▶ _ИСХОДНЫЙ ТЕКСТ_:
----------

Своеобразна художественная летопись великого подвига народа: рассказ запечатлел и духовный подъем революции, и героику Отечественной войны, и остроту классовых конфликтов в деревне. Поистине, нет такого значительного этапа в нашей более чем полувековой истории, черты которого не схвачены рассказом. Поэтизация народного деяния составляет его душу и нерв, и, пожалуй, ни в чем новаторство советской литературы не проявилось с такой художественной силой, как в изображении революционной массы — деятельной силы исторических преобразований.
Этот общий итог вбирает в себя усилил и художественную энергию нескольких поколений рассказчиков, от Горького, Головко, Чорного, Айни, Майлина и их сверстников до нынешних молодых.
Переходя от итогов к частностям и деталям, характеризующим современный литературный процесс, попытаемся рассмотреть его в сложном взаимодействии устремлений и поисков.

----------

▶ _ИСХОДНЫЕ ДАННЫЕ_:

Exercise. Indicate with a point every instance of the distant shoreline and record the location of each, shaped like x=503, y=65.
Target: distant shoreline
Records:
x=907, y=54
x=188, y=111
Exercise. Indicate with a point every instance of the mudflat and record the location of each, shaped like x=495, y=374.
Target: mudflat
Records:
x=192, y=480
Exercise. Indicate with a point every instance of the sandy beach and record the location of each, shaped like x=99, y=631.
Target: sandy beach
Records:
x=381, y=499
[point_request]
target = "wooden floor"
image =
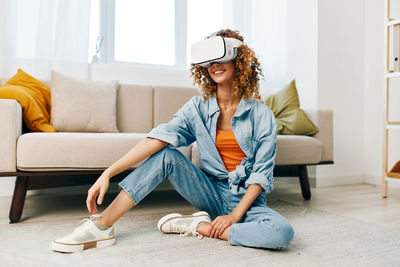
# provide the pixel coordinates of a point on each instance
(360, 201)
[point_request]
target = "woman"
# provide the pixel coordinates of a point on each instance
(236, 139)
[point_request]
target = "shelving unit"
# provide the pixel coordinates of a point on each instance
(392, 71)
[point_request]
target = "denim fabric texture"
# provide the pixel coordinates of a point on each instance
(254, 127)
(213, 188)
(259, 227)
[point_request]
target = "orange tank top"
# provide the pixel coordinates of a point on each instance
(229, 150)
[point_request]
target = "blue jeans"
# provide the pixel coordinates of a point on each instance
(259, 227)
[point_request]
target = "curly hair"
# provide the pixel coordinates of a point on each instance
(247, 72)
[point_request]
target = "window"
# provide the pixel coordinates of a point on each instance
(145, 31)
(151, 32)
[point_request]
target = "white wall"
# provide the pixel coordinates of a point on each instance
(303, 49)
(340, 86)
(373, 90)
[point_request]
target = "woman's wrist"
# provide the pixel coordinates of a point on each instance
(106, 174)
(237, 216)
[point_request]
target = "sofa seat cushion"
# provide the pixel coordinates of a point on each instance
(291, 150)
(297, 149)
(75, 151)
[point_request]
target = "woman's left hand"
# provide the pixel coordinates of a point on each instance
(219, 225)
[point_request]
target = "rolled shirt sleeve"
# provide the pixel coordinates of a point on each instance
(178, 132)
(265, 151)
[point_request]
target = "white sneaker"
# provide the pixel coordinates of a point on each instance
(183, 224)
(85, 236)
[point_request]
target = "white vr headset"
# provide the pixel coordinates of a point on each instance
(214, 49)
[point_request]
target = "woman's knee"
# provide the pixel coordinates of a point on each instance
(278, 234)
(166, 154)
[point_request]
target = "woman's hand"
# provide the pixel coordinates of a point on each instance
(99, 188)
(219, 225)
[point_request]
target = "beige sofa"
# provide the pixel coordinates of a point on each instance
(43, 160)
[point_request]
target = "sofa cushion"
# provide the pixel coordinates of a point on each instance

----------

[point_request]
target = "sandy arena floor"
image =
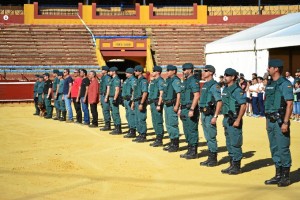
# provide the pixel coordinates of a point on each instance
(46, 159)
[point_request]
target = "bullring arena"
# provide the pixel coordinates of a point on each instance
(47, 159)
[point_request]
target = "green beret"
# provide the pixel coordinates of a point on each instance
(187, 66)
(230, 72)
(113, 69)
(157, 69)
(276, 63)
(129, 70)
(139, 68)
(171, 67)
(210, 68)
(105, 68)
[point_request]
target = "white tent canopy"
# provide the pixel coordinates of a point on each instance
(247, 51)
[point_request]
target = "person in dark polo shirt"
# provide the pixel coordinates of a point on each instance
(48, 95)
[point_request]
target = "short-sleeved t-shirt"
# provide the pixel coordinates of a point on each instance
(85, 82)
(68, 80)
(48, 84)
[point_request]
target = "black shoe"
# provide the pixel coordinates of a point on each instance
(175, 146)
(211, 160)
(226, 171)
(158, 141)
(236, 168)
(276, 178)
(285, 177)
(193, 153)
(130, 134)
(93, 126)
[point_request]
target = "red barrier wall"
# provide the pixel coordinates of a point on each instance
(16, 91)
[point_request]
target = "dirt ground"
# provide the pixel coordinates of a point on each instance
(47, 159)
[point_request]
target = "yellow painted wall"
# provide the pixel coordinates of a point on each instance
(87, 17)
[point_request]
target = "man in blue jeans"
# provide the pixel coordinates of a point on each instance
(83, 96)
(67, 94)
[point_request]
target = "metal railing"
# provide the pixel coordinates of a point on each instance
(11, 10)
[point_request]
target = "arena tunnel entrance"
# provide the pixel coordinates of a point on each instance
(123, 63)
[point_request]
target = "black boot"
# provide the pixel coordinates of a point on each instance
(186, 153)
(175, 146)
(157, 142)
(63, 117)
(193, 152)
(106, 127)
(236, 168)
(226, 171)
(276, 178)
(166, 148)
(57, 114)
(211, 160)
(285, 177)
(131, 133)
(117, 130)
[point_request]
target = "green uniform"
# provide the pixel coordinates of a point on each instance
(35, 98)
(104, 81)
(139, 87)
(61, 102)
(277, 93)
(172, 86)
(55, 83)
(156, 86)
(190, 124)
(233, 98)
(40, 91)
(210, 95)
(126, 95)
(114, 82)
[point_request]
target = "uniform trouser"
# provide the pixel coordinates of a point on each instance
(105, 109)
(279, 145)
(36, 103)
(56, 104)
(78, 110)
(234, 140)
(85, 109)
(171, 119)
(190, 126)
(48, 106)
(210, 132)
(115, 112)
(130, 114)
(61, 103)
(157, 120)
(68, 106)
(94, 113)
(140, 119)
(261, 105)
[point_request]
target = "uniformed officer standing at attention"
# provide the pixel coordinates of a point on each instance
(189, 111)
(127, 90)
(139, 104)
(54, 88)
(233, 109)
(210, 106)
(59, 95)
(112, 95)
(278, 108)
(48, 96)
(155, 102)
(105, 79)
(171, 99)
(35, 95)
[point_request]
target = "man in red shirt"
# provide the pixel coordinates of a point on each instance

----------

▶ _ЗАДАНИЕ A_: Почему, согласно тексту о советском рассказе, рассказ можно назвать художественной летописью подвига народа? Ответьте одним–тремя предложениями.
▶ _ЗАДАНИЕ B_: Перепишите из текста о советском рассказе отрывок от слов «Этот общий итог» до слов «устремлений и поисков.» включительно.
▶ _ЗАДАНИЕ C_: Изложите суть текста о советском рассказе в двух предложениях.

▶ _ОТВЕТ A_: Рассказ запечатлел и духовный подъем революции, и героику Отечественной войны, и остроту классовых конфликтов в деревне. В тексте также сказано, что в более чем полувековой истории нет такого значительного этапа, черты которого не схвачены рассказом.

▶ _ОТВЕТ B_:
Этот общий итог вбирает в себя усилил и художественную энергию нескольких поколений рассказчиков, от Горького, Головко, Чорного, Айни, Майлина и их сверстников до нынешних молодых.
Переходя от итогов к частностям и деталям, характеризующим современный литературный процесс, попытаемся рассмотреть его в сложном взаимодействии устремлений и поисков.

▶ _ОТВЕТ C_: Рассказ стал своеобразной художественной летописью подвига народа: он запечатлел революцию, Отечественную войну и классовые конфликты в деревне, а его душой стала поэтизация народного деяния. Этот итог вобрал художественную энергию нескольких поколений рассказчиков, от Горького и его сверстников до нынешних молодых, и далее текст предлагает перейти от итогов к частностям современного литературного процесса.